• Exercise brief:
Filter the lines below, keeping each one that holds "JSON".

• Extracted information:
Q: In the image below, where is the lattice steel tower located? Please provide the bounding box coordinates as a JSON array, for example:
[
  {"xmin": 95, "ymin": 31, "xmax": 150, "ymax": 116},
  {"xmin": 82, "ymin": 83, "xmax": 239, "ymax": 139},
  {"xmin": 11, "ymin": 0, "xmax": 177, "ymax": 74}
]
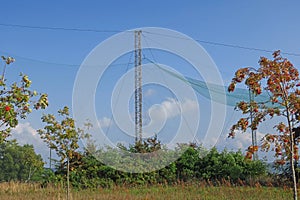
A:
[
  {"xmin": 249, "ymin": 89, "xmax": 258, "ymax": 160},
  {"xmin": 134, "ymin": 30, "xmax": 143, "ymax": 143}
]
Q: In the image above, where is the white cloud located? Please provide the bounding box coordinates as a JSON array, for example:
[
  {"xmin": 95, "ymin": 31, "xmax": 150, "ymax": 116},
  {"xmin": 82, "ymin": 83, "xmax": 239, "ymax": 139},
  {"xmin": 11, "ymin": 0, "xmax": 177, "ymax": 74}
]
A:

• Answer area:
Q: In the image below, where is the lattice steel tower located? Please provide the bounding box coordinates as a JSON array, for example:
Q: In the image above, where is the white cloud located? Please provide the bounding box coordinates as a JSON array, for example:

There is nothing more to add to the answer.